[EXERCISE GOAL] Convert the lines from the one containing "Challenge: find every instance of heron body" up to and including the one containing "[874, 563, 914, 589]" into a JSON list of strings, one string per line, with any blank lines left out.

[WORKING DATA]
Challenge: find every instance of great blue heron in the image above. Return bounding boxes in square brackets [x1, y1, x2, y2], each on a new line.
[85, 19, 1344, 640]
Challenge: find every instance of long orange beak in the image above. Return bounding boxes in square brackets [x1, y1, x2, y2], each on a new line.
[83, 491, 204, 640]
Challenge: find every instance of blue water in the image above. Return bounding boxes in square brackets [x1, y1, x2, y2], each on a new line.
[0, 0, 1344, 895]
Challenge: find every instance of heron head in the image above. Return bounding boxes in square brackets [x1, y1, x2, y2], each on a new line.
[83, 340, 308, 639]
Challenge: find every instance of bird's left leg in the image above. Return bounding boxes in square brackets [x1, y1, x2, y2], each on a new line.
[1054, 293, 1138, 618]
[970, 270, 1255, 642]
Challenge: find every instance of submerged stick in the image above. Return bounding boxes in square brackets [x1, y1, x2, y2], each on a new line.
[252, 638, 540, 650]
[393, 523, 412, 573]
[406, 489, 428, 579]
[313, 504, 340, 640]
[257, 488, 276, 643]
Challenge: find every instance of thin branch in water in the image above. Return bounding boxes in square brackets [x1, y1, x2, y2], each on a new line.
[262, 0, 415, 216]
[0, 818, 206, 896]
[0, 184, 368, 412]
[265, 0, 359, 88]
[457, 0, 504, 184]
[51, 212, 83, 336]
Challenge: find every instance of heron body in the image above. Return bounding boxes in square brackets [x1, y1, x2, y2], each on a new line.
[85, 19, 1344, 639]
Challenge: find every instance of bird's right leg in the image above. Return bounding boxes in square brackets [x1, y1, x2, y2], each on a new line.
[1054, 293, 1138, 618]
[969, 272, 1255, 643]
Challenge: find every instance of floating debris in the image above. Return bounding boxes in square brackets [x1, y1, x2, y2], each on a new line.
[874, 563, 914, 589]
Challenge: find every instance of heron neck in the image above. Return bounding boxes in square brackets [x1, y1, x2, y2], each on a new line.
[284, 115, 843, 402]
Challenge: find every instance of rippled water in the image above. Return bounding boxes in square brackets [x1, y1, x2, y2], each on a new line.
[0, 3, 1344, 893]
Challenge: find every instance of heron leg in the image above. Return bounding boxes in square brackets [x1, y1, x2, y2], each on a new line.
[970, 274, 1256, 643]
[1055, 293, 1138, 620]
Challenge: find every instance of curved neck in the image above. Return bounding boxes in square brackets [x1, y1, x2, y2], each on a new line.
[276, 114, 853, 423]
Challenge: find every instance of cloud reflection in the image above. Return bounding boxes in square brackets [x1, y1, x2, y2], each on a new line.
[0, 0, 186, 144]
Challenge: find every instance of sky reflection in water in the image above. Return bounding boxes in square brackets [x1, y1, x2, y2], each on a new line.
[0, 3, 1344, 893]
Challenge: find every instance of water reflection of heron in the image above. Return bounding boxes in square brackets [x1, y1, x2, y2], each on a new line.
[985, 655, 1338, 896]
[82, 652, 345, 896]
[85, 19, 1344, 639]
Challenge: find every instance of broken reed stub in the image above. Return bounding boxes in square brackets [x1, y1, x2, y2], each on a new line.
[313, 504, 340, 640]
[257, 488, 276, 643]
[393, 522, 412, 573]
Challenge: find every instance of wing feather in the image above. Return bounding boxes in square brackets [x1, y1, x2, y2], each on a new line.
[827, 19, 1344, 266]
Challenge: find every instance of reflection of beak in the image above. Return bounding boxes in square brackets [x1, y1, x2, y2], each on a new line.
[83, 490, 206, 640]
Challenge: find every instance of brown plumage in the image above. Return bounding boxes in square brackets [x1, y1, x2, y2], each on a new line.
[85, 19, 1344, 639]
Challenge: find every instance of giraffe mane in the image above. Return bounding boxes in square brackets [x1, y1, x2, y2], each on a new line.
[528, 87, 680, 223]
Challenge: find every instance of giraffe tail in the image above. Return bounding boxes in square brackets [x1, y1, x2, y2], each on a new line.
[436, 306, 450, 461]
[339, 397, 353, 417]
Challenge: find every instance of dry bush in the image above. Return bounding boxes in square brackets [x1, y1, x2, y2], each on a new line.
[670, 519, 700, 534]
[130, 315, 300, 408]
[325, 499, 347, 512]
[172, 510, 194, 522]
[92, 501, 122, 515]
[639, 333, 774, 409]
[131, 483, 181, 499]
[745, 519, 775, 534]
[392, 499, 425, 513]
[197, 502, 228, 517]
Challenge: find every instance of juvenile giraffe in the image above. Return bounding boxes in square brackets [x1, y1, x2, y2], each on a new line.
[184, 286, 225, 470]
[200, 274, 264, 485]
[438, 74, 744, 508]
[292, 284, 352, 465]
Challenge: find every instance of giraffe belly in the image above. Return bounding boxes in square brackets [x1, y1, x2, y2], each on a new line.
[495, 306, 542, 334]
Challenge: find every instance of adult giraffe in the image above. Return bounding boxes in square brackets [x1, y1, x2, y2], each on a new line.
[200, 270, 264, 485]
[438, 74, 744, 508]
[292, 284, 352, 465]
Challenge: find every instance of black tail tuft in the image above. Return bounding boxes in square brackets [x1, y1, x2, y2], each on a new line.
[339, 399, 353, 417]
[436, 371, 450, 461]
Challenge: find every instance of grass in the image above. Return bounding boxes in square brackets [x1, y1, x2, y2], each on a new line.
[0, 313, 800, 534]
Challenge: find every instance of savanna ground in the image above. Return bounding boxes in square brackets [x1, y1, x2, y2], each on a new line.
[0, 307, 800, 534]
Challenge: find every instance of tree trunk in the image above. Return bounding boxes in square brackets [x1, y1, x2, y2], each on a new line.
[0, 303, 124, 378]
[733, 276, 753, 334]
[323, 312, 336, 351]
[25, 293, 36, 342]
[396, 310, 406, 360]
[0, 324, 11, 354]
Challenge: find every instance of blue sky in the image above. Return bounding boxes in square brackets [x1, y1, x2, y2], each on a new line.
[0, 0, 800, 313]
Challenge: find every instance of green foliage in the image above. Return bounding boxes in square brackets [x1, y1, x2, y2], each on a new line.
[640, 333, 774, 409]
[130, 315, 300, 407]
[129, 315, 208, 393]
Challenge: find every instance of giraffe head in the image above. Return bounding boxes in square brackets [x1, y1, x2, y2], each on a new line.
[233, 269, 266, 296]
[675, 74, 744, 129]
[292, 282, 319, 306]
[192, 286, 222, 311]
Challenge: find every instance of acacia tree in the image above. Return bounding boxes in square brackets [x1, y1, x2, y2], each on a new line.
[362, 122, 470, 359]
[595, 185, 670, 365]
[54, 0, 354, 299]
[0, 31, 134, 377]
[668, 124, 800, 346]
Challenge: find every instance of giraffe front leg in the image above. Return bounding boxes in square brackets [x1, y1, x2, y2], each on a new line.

[RESPONSE]
[
  "Challenge: find every instance of heron body in the image above. Return bounding boxes in square brackets [x1, y1, x2, y2], each on a new line.",
  "[85, 19, 1344, 639]",
  "Challenge: find every instance of bird's right leg in the image above. Return bounding boxes in square brackets [x1, y1, x2, y2], each on a new line.",
  "[1054, 293, 1138, 618]",
  "[969, 272, 1255, 643]",
  "Challenge: find every instance of floating debris in the image above. Return bounding boxes in square brackets [x1, y1, x2, y2], each on a new line.",
  "[874, 563, 914, 589]"
]